Source data:
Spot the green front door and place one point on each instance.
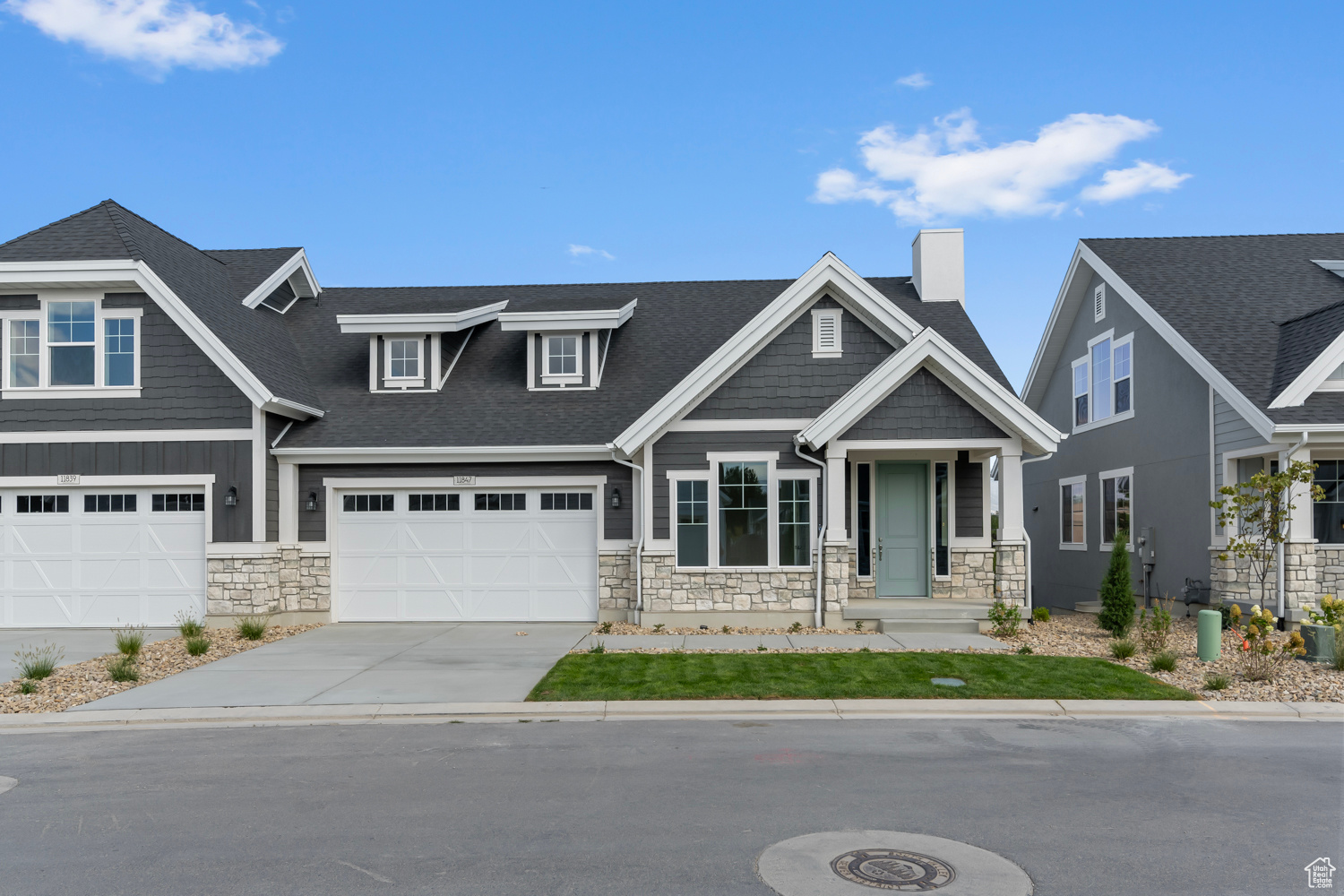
(902, 528)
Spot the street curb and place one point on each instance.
(666, 710)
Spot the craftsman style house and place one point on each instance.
(1176, 366)
(212, 432)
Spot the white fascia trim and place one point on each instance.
(298, 263)
(1314, 376)
(426, 323)
(107, 481)
(64, 437)
(828, 274)
(978, 387)
(1233, 395)
(483, 454)
(780, 425)
(581, 320)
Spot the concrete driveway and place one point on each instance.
(80, 643)
(370, 662)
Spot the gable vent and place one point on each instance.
(825, 333)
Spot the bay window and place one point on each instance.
(1102, 381)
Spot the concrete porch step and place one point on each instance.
(916, 608)
(929, 626)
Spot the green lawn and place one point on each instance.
(736, 676)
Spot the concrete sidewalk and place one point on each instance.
(666, 710)
(874, 641)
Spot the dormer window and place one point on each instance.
(562, 355)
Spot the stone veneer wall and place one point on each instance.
(281, 579)
(666, 590)
(1011, 575)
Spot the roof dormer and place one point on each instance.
(566, 347)
(416, 352)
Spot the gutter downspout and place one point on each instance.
(1031, 597)
(1279, 560)
(822, 495)
(639, 546)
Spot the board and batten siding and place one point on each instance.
(230, 462)
(312, 524)
(180, 387)
(784, 381)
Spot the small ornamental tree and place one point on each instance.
(1257, 513)
(1117, 590)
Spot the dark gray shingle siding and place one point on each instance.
(784, 381)
(180, 389)
(228, 461)
(924, 408)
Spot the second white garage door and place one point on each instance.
(489, 555)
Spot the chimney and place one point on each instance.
(940, 268)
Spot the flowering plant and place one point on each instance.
(1260, 656)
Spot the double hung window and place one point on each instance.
(1102, 381)
(1073, 513)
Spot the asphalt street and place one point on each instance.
(1085, 806)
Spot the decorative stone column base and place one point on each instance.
(1011, 573)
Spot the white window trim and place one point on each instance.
(1059, 521)
(711, 476)
(1091, 383)
(836, 314)
(403, 382)
(1101, 506)
(40, 314)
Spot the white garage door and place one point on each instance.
(515, 555)
(101, 556)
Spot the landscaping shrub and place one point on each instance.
(123, 669)
(1123, 648)
(38, 662)
(188, 626)
(129, 640)
(1258, 654)
(1117, 590)
(1005, 616)
(252, 627)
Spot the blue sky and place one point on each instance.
(424, 144)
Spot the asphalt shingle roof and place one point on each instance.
(1254, 306)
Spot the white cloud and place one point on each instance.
(1126, 183)
(588, 252)
(161, 34)
(951, 171)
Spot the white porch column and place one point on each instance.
(836, 509)
(1010, 497)
(288, 503)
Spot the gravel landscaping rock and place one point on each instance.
(89, 680)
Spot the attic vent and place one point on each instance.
(825, 333)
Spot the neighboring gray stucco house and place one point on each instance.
(1175, 366)
(212, 432)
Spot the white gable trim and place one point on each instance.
(828, 276)
(957, 371)
(125, 273)
(1233, 395)
(296, 265)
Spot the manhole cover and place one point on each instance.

What to work on: Print all the records again exactly; do not include any picture.

Result of the task:
Spot the green front door and place one point on each instance.
(902, 528)
Spot the street curb and place one point on each instance.
(666, 710)
Spot the craftsman style house and place one point on each instance.
(1176, 366)
(212, 432)
Spot the white fascia trim and place one point on each instance.
(298, 263)
(1314, 376)
(426, 323)
(107, 481)
(64, 437)
(828, 274)
(978, 387)
(1233, 395)
(483, 454)
(780, 425)
(581, 320)
Spot the concrete driveway and place one point on each instance.
(80, 643)
(370, 662)
Spot the gable vent and place one point on each instance.
(825, 333)
Spot the bay window and place one point on each instance.
(1102, 381)
Spot the concrete porch step and place one point on each instance.
(916, 608)
(929, 626)
Spot the green lawn and place one point on each instance.
(736, 676)
Spot the concrete sidewalk and place one point on each instance.
(666, 710)
(874, 641)
Spot the dormer window and place one point on each instance.
(562, 355)
Spot the stone veneer wall and place one point on each instance.
(281, 579)
(666, 590)
(1011, 575)
Spot the roof dormer and place one point on each instance.
(566, 347)
(416, 352)
Spot the gutter downspout and place one point on each instance.
(1031, 597)
(1279, 560)
(822, 495)
(639, 546)
Spot the board and batten siding and place one point on each instance.
(230, 462)
(312, 524)
(180, 387)
(784, 381)
Spot the small ornamental tree and place one point on each instance.
(1257, 513)
(1117, 590)
Spot the dark gray shingle siding and place one point on each instance.
(784, 381)
(180, 389)
(228, 461)
(924, 408)
Spot the second white garage door and place one point on each instance.
(489, 555)
Spot the chimney and place one point on each instance.
(940, 268)
Spot the flowering plant and place one point on each instance.
(1260, 656)
Spot the double hung window and place one point on each instance.
(1102, 381)
(1073, 513)
Spot the asphalt street and place one point on each instance.
(1085, 806)
Spot the decorative stone column base and place one point on each instance.
(1011, 573)
Spot the white window trim and place one point on each instance.
(1059, 521)
(711, 476)
(1091, 383)
(836, 314)
(403, 382)
(1101, 506)
(40, 314)
Spot the white garage door and place one point on each instance.
(515, 555)
(101, 556)
Spot the landscaping shrub and place one point on each instance.
(123, 669)
(1123, 648)
(38, 662)
(188, 626)
(129, 640)
(1258, 654)
(1117, 590)
(1005, 616)
(252, 627)
Spot the blue sky and place one point on each instance.
(424, 144)
Spot the asphalt shingle roof and place one point on each instance.
(1254, 306)
Spot the white cloud and place one point on each instance.
(1126, 183)
(588, 252)
(161, 34)
(951, 171)
Spot the white porch column and place one point on each instance.
(836, 509)
(1010, 497)
(288, 503)
Spot the gravel landscaping rock and place one point on each instance.
(89, 680)
Spot the attic vent and place one point on each instance.
(825, 333)
Spot the neighboring gray stucco house and place one point on each instance.
(1175, 366)
(212, 432)
Spot the white gable trim and place one point on each instance.
(828, 276)
(957, 371)
(125, 273)
(1233, 395)
(296, 265)
Spot the manhole cover and place one point on each instance.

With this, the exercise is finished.